◆ WORK REQUIRED: Rewrite every line of the records below, swapping "lineup board" for "review sheet" wherever it occurs and changing nothing else. Leave the pictures out of your answer.
======== RECORD EXCERPTS ========
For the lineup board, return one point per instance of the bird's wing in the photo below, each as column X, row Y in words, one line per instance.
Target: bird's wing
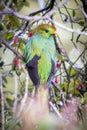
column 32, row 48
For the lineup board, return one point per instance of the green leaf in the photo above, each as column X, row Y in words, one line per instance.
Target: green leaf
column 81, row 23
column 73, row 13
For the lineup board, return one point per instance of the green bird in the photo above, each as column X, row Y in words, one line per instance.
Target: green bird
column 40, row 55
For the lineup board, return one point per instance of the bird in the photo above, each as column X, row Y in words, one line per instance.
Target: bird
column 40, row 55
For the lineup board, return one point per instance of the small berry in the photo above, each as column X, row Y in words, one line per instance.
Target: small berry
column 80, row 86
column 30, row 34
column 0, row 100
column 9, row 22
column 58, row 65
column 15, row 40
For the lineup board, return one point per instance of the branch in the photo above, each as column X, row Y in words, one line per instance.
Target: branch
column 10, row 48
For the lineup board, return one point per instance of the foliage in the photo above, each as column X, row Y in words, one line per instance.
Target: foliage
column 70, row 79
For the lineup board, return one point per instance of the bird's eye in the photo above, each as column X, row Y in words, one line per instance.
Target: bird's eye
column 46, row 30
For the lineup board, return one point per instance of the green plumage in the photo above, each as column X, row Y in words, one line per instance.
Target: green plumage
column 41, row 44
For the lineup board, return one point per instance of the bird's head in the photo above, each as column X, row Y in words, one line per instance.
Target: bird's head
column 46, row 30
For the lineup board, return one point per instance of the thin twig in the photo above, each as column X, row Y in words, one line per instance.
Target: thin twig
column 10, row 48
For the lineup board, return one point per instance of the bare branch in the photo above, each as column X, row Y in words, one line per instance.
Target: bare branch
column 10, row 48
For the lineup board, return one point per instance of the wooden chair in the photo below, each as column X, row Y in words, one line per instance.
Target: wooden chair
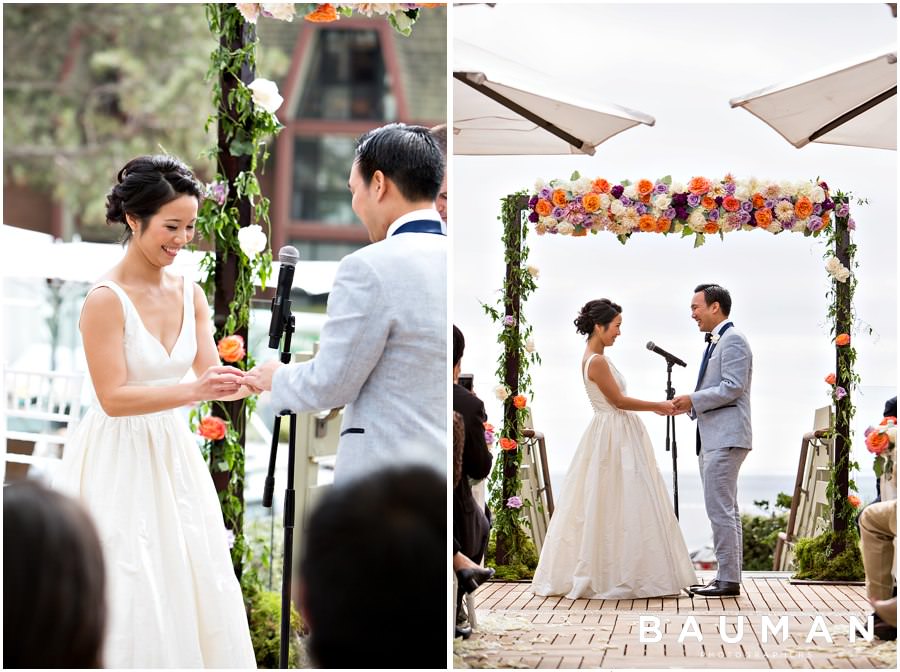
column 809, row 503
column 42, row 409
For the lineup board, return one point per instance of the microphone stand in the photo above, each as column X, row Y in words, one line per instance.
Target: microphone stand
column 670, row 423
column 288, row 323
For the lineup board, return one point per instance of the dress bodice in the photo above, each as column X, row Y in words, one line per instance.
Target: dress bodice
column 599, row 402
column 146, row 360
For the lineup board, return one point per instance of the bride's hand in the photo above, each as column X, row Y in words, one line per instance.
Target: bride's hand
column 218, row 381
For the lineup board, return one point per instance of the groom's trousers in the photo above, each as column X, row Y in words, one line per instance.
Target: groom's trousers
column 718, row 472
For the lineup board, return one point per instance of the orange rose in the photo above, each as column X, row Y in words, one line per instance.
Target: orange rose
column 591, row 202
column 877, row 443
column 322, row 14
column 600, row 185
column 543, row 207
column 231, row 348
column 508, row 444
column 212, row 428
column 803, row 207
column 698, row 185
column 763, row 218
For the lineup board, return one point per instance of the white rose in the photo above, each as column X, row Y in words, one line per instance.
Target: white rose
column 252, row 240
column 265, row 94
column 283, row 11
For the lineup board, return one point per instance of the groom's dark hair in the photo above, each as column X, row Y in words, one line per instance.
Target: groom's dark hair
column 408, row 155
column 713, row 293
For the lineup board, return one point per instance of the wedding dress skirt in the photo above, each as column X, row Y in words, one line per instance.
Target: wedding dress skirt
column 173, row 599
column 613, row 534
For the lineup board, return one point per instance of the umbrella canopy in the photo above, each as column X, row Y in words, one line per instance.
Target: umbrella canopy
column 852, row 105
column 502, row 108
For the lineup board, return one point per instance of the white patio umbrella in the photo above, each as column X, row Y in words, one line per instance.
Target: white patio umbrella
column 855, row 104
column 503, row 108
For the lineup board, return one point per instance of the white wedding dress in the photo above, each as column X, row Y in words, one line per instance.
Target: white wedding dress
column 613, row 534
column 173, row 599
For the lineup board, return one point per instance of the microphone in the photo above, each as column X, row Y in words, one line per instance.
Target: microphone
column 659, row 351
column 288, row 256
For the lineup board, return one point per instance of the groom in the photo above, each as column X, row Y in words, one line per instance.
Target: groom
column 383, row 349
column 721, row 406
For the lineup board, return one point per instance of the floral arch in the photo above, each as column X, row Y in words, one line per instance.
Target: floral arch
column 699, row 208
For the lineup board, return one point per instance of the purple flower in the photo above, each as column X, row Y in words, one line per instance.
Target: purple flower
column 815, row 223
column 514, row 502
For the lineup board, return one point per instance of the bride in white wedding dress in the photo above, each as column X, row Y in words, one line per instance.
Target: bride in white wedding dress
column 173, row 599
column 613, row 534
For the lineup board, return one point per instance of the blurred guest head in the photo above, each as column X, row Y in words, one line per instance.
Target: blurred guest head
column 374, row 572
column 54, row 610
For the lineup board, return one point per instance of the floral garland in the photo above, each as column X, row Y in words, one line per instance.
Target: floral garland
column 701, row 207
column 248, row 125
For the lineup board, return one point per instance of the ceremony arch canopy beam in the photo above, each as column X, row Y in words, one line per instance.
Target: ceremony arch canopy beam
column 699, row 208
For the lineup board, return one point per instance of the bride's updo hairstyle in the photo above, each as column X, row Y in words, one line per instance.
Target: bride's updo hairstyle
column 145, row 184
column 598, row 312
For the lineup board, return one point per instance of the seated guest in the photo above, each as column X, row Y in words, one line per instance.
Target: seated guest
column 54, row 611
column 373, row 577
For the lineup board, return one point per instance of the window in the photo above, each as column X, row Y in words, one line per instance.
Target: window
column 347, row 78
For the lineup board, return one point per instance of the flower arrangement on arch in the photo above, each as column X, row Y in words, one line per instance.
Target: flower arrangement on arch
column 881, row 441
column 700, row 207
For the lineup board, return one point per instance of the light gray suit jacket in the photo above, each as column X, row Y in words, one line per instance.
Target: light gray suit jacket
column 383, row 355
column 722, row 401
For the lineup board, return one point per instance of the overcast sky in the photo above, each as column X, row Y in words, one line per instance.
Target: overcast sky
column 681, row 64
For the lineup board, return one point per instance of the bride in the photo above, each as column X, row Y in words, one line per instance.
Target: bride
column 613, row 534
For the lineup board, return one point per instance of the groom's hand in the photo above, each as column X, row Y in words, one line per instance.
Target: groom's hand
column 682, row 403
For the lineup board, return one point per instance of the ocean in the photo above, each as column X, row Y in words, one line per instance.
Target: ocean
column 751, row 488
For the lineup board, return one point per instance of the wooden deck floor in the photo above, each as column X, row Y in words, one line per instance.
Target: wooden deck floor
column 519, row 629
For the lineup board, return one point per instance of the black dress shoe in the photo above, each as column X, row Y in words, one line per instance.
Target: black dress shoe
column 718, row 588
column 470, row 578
========
◆ SOLUTION:
For the review sheet, return one point per instance of the bird's wing in the photo below, each as column X, row Y in words, one line per instance.
Target: bird's wing
column 32, row 48
For the review sheet, return one point per instance of the green leaf in the photo above, each as column X, row Y in words, one line per instance.
Target: green leaf
column 81, row 23
column 73, row 13
For the review sheet, return one point per instance of the green bird in the photo above, each as column X, row Y in words, one line per instance.
Target: green bird
column 40, row 55
For the review sheet, return one point per instance of the bird in the photo above, each as column X, row Y in words, one line per instance.
Target: bird
column 40, row 55
For the review sheet, return one point per instance of the small berry in the photo above, each as column X, row Y in words, one line per instance.
Target: small berry
column 80, row 86
column 30, row 34
column 0, row 100
column 9, row 22
column 58, row 65
column 15, row 40
For the review sheet, return one point per instance of the branch in the photo above, each as column X, row Y in words, one line per instance.
Target: branch
column 10, row 48
For the review sheet, return one point per instance of the foliage in the photo above, each as column X, row Y in words, one line per instance.
Target: foliage
column 70, row 79
For the review sheet, return one point per instance of the bird's eye in the photo above, each as column X, row Y in words, one line per instance.
Target: bird's eye
column 46, row 30
For the review sheet, return one point per instance of the green plumage in the photo above, each as column X, row Y in words, one line per instance.
Target: green plumage
column 41, row 44
For the review sheet, return one point per instance of the bird's head in the photo above, each as column X, row Y in words, one line per instance.
Target: bird's head
column 46, row 30
For the review sheet, return one point per instance of the thin twig in the photo above, each as column X, row Y in words, one line per instance.
Target: thin twig
column 10, row 48
For the review sheet, return one point per instance of the bare branch in the photo above, each as column X, row Y in words, one line per instance.
Target: bare branch
column 10, row 48
For the review sheet, return one point per instance of the wooden chair in the photo below, each as column X, row Y in words, one line per instance.
Target: wooden chair
column 809, row 503
column 42, row 409
For the review sheet, return one point per instance of the microphone stand in the photo above, each as column X, row Y in words, one line per instance.
Target: microphone stand
column 670, row 423
column 288, row 323
For the review sheet, return one point per instance of the dress bodice in the photo above, each as column X, row Y in words, one line per instance.
Target: dress bodice
column 599, row 402
column 146, row 360
For the review sheet, return one point per instance of the bride's hand in the photo above, each as column X, row Y in words, one line per instance.
Target: bride's hand
column 218, row 381
For the review sheet, return one point per instance of the groom's trousers in the photo above, each as column X, row Y in words, one line per instance.
Target: groom's trousers
column 718, row 472
For the review sheet, return one point per instance of the orange rose in the photo above, each as column X, row Y in words, one line per instance.
Target: orange rose
column 591, row 202
column 877, row 443
column 322, row 14
column 600, row 185
column 543, row 207
column 231, row 348
column 508, row 444
column 212, row 428
column 803, row 207
column 698, row 185
column 763, row 218
For the review sheet, return one point per instance of the white rose in the photo above, each as column X, row Y in words, one line per instance.
Target: white rose
column 252, row 240
column 265, row 94
column 283, row 11
For the review sheet, return one point per instance of the groom's dark hair in the photo above, each as column X, row Y in words, one line per instance.
Target: groom's dark hair
column 408, row 155
column 713, row 293
For the review sheet, return one point per instance of the wedding dress skirt in the photo above, each as column X, row Y in words, one line per instance.
Target: wedding dress skirt
column 173, row 599
column 613, row 534
For the review sheet, return one point per instance of the umbrella canopy in the photo above, each as column X, row Y in words, one line per instance.
Target: umbrella canopy
column 852, row 105
column 502, row 108
For the review sheet, return one point per instance of the white patio umbrella in the photo above, each as column X, row Y in words, one line per instance.
Target: white patio umbrella
column 855, row 104
column 503, row 108
For the review sheet, return one point per instance of the white wedding dress in the photo above, each as column X, row Y in words, one line per instance.
Target: white wedding dress
column 613, row 534
column 173, row 599
For the review sheet, return one point per instance of the microphone in the photo above, each as column X, row Y in words, one line per instance.
Target: microphone
column 659, row 351
column 288, row 256
For the review sheet, return one point per instance of the groom in the photo above, each as column X, row Y in words, one line per instance.
Target: groom
column 383, row 349
column 721, row 406
For the review sheet, return one point per instance of the floral arch in the photo above, each as column X, row Y in words, one line per instance.
Target: floral arch
column 699, row 208
For the review sheet, return one point per instance of the purple flower in the photo above, each as column X, row Y in words, one line per instance.
Target: purple flower
column 815, row 223
column 514, row 502
For the review sheet, return one point per instance of the bride in white wedding dress in the photo above, each as column X, row Y in words, one line per instance.
Target: bride in white wedding dress
column 173, row 599
column 613, row 534
For the review sheet, return one point per instance of the blurred guest head in the photo above, each as column X, row Y in words, one line per instance.
Target: blurred guest head
column 374, row 572
column 54, row 610
For the review sheet, return one point per instance of the floral garland in the photo above, each as column X, row Y in words, one line per instance.
Target: floral garland
column 701, row 207
column 248, row 125
For the review sheet, return one point per instance of the ceremony arch canopy beam in the photo above, each as column X, row Y in words, one line per instance.
Target: ceremony arch canopy beam
column 699, row 208
For the review sheet, return one point per instance of the bride's updo hairstyle in the photo above, each as column X, row Y in words, one line per instance.
Target: bride's updo hairstyle
column 145, row 184
column 598, row 312
For the review sheet, return one point per instance of the seated guest in the photo above, each as column X, row Y in words, one line per instance.
Target: seated guest
column 54, row 611
column 373, row 577
For the review sheet, return one point per instance of the window in the photo above, each as column X, row Y in words, one line per instance.
Target: window
column 347, row 78
For the review sheet, return one point per instance of the flower arrangement on arch in the photo above, each as column X, row Y in words, one line per instance.
Target: flower arrangement on arch
column 881, row 441
column 700, row 207
For the review sheet, return one point per instance of the light gray suit jacket in the photo above, each as column X, row Y in words, one line per instance.
Target: light gray suit jacket
column 383, row 355
column 722, row 401
For the review sheet, return one point per instance of the overcast sky in the photo above, each as column X, row Y in words, one line per instance.
Target: overcast sky
column 681, row 64
For the review sheet, return one point per instance of the bride in the photo above, each as column X, row Y in words, one line per instance.
Target: bride
column 613, row 534
For the review sheet, return one point per instance of the groom's hand in the photo above, each as column X, row Y in words, one line per instance.
Target: groom's hand
column 682, row 403
For the review sheet, return one point per instance of the ocean in the photo above, each as column X, row Y in words, one line per instance.
Target: ocean
column 751, row 488
For the review sheet, return one point per instance of the wooden deck floor in the photo above, each as column X, row Y in words, one line per instance.
Target: wooden deck floor
column 519, row 629
For the review sheet, return one point per instance of the black dress shoe in the photo above, each as column X, row Y in words, one line per instance.
Target: black dress shoe
column 718, row 588
column 470, row 578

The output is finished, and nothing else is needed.